**Perintah Latihan**
Tuliskan lanjutan cerita tentang Ji Zha dan pedangnya, dimulai tepat setelah kalimat terakhir yang ditampilkan.

**Teks Sumber**

_ _ _

Rabu, 22 Oktober 2014

Ji Zha Menggantung Pedang



Cerita Budi Pekerti

Ji Zha Menggantung Pedang

Ji Zha hidup pada masa pemerintahan Dinasti Zhou, merupakan pangeran dari Negeri Wu. Suatu kali, Ji Zha diutus berkunjung ke Negeri Lu (sekarang adalah Provinsi Shandong, Tiongkok, tempat yang sering dikaitkan dengan keberadaan Konfucius), di tengah perjalanan dia singgah di Negeri  Xu, bermaksud untuk mengunjungi Raja Negeri Xu. Raja Xu begitu bertemu dengan Ji Zha, langsung tergugah oleh kepribadian yang dimilikinya. Raja Xu mengamati pesona yang dimiliki Ji Zha, tiba-tiba matanya tertuju pada sebilah pedang berkilau yang tergantung di pinggangnya. Jaman dahulu kala, pedang merupakan sejenis perhiasan, juga melambangkan sebuah tata krama. Baik ksatria, pejabat, jenderal atau perdana menteri, pada umumnya akan membawa serta sebilah pedang bersama dirinya.

Pedang Ji Zha yang berkilauan ini memancarkan sebuah semangat, desainnya yang sempurna dengan tampilan yang lembut, beberapa butir permata menghiasi di sekelilingnya, indah namun tak pudar akan kewibawaan. Hanya mereka yang berkepribadian dan penuh kewibawaan barulah sesuai menyandang pedang ini. Raja Xu meskipun amat mendambakan pedang tersebut, namun segan mengutarakan isi hatinya. Hanya saja matanya yang terus memandangi pedang tersebut. Ji Zha diam-diam menyadarinya, berkata dalam hatinya, tunggu hingga urusanku selesai, aku akan kembali lagi mempersembahkan pedang ini kepada Raja Xu. Demi menyelesaikan tugas yang diemban sebagai duta negara, untuk sementara Ji Zha tidak bisa melepaskan pedang tersebut begitu saja.

_ _ _

**Daftar Butir**
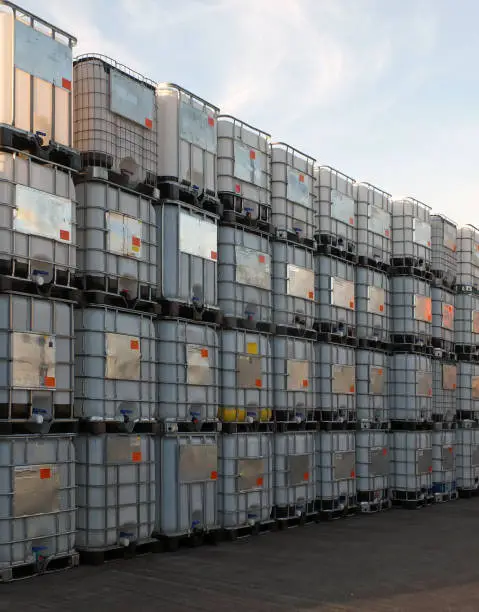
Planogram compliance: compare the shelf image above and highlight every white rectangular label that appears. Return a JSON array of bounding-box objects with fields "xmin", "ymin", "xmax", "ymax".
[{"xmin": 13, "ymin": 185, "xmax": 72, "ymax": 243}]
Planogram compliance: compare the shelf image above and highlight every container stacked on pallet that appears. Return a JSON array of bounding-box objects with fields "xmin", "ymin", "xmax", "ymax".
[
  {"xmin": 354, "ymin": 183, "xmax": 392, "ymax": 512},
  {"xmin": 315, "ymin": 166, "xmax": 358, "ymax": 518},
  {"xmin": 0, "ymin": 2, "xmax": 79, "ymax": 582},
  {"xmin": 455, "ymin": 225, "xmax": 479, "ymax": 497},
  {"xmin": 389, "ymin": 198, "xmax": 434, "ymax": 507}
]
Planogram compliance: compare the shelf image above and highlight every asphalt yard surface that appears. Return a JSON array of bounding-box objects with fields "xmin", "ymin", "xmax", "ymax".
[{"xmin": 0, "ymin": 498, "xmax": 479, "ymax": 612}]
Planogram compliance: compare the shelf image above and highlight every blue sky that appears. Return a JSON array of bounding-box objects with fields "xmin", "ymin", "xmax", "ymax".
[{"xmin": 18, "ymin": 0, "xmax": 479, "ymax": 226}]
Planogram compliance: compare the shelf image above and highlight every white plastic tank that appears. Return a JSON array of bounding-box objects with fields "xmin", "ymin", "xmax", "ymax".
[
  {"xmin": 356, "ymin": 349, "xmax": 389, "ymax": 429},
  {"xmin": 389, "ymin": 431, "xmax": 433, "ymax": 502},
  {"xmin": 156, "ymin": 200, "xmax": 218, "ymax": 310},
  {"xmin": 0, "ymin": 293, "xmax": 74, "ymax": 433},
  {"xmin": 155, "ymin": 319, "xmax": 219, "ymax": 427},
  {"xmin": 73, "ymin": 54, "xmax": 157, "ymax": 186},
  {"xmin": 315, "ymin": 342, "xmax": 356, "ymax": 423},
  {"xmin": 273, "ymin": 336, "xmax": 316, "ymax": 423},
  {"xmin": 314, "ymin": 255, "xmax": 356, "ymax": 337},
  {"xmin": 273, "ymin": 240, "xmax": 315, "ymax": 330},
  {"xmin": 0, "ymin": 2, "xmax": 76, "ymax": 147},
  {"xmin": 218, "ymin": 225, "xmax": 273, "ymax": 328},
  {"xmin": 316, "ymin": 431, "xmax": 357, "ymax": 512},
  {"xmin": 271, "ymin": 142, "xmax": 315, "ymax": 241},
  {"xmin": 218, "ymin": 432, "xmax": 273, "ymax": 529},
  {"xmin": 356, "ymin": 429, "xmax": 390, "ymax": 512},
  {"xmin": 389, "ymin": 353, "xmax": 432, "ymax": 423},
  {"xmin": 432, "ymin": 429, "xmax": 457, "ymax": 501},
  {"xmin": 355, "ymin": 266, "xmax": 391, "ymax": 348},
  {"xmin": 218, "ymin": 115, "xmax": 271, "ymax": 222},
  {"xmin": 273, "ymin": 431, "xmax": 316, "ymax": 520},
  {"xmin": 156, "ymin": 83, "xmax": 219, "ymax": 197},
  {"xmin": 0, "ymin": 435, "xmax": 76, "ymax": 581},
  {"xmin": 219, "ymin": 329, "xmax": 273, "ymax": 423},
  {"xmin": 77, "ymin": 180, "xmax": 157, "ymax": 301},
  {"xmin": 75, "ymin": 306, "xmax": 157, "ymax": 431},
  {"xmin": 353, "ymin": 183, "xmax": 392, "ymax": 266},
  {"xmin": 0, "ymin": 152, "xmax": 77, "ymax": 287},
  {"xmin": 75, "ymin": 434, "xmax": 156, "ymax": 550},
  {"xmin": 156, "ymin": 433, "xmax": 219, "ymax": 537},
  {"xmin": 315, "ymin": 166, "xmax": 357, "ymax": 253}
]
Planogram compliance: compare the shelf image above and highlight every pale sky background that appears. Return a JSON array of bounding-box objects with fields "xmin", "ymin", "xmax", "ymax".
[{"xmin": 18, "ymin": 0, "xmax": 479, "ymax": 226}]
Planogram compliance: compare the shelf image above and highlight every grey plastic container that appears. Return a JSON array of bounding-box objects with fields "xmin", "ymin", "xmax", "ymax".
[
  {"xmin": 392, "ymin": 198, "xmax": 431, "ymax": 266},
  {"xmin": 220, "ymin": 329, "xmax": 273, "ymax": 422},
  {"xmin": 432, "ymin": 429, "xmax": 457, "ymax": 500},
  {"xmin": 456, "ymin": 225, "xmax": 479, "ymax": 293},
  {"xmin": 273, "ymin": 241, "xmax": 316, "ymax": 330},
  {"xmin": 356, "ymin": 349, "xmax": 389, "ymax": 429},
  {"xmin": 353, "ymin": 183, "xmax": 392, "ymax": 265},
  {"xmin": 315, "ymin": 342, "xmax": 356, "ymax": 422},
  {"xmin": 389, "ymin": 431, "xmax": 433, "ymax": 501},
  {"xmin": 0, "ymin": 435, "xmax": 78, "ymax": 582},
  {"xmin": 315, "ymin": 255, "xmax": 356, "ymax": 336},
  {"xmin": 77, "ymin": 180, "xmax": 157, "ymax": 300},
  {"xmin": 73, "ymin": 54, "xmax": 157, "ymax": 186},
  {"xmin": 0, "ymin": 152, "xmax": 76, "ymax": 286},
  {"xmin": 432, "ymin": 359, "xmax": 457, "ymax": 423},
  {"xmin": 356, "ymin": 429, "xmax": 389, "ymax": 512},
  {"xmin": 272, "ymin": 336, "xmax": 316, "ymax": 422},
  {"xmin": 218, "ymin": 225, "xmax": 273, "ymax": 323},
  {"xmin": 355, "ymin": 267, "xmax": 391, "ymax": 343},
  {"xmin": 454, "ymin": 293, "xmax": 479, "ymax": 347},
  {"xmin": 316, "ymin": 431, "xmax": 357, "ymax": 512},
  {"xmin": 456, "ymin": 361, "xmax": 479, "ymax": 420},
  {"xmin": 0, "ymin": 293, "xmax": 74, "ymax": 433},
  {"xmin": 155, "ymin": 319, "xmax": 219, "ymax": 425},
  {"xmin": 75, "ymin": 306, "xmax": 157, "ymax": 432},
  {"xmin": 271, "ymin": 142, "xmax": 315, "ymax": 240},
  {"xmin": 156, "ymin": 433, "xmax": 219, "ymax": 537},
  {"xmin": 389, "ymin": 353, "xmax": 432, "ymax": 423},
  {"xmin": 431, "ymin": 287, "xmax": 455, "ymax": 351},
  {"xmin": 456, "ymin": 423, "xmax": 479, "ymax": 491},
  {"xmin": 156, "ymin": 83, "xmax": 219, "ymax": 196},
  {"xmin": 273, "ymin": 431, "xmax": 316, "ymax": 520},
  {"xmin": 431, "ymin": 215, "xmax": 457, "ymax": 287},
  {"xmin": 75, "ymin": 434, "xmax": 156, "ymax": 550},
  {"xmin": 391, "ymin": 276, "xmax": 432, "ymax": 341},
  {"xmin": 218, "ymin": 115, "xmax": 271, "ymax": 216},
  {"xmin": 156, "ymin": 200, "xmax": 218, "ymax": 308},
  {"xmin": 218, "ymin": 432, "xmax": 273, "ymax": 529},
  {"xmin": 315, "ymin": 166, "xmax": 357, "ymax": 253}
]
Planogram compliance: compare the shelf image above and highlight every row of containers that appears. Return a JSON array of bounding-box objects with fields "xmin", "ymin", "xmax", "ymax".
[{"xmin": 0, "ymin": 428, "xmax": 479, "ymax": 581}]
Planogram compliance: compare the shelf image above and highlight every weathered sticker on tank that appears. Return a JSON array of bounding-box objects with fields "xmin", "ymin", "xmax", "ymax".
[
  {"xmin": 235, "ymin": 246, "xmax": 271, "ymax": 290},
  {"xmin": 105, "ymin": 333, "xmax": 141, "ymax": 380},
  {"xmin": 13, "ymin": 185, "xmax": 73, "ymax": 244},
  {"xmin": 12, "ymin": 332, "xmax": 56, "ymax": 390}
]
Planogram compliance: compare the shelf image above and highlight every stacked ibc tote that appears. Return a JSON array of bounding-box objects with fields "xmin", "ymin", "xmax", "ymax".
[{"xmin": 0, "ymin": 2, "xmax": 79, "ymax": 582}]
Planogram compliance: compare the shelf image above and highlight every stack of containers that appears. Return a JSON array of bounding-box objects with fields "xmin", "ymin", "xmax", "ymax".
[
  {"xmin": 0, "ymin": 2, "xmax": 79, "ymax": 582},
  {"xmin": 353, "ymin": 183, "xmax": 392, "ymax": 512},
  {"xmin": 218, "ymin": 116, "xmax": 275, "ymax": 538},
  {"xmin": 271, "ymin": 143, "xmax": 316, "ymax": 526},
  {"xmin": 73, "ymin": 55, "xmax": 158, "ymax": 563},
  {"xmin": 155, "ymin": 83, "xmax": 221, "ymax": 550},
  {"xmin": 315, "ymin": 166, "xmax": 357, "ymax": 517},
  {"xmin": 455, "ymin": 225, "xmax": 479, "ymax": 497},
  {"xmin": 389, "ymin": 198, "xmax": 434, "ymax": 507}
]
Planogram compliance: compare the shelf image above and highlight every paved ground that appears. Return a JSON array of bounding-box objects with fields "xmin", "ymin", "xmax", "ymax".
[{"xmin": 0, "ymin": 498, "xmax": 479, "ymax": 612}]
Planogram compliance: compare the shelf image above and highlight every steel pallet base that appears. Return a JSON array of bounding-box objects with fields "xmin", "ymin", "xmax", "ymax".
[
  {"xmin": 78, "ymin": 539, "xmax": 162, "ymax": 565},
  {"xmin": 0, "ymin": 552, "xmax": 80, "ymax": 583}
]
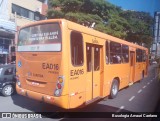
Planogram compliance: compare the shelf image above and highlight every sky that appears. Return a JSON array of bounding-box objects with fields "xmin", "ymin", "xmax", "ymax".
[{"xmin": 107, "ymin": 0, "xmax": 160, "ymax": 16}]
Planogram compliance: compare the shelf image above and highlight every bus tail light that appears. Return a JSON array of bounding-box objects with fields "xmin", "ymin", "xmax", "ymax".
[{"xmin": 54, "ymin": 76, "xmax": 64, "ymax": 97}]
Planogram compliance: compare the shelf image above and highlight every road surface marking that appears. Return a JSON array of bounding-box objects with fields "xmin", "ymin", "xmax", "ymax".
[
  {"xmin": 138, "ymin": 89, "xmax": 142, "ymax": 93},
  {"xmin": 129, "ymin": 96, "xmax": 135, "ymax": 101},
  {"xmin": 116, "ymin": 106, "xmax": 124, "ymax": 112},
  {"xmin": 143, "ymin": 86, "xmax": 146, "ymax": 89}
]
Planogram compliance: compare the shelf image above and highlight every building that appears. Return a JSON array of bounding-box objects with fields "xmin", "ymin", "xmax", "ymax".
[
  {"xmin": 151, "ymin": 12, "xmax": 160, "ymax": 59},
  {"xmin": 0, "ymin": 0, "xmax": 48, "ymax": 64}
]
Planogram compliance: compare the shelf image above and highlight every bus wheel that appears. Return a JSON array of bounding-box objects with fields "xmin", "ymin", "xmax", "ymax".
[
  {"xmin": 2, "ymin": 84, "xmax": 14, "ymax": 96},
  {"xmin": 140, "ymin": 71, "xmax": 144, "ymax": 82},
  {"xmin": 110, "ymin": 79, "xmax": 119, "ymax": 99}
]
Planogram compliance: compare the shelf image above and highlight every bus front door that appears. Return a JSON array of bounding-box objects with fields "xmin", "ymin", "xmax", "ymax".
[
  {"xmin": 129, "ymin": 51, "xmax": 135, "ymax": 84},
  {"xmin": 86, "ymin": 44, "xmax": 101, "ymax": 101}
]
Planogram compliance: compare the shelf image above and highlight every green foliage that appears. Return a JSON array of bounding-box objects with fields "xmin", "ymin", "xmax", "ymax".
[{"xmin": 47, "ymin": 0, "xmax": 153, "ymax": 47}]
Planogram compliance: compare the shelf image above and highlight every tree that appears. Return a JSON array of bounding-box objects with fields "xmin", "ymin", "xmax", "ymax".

_ _ _

**Jawaban Latihan**
Siapa yang menduga hidup ini begitu tak kekal, menanti hingga Ji Zha dalam perjalanan kembali setelah menyelesaikan tugasnya, Raja Xu telah mangkat. Ji Zha datang ke makam Raja Xu, perasaan pilu yang berkecamuk di hatinya tidak mampu diungkapkan keluar. Dia menatap langit yang muram, kemudian mengeluarkan pedangnya yang panjang, menggantungnya di sebatang pohon, memanjatkan doa dalam hatinya : “Meskipun anda telah pergi buat selamanya, namun janjiku takkan pernah pudar dari hatiku. Semoga anda di surga, saat menatap pohon ini, masih teringat kala daku mengenakan sebilah pedang panjang ini, berpamitan denganmu”. Lalu dengan hikmat dia membungkukkan badan dan bersujud pada batu nisan, kemudian membalikkan badan dan beranjak pergi.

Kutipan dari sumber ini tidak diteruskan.